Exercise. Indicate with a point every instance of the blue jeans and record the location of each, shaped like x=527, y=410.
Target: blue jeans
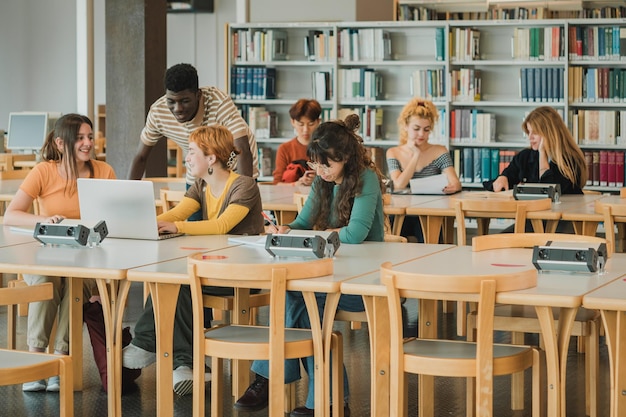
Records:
x=296, y=316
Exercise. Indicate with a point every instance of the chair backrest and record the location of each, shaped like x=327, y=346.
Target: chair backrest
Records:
x=475, y=288
x=528, y=240
x=169, y=198
x=612, y=213
x=25, y=294
x=220, y=271
x=495, y=208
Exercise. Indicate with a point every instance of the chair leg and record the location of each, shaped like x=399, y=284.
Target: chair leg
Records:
x=539, y=383
x=592, y=364
x=66, y=393
x=290, y=397
x=217, y=386
x=517, y=380
x=337, y=373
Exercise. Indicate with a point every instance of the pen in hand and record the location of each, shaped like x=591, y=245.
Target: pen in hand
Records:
x=271, y=222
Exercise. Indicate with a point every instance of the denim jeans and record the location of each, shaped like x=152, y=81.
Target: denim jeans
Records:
x=296, y=316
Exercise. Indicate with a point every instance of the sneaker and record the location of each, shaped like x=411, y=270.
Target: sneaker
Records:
x=255, y=397
x=34, y=386
x=54, y=384
x=183, y=380
x=134, y=357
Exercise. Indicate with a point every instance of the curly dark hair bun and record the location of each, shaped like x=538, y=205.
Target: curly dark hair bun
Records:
x=352, y=121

Task prompt
Search the entries for the word "Target" and pick out every line that holds it.

Result of the exercise
Target: blue jeans
Target: chair backrest
Target: chair leg
Target: pen in hand
Target: denim jeans
Target: sneaker
Target: curly dark hair bun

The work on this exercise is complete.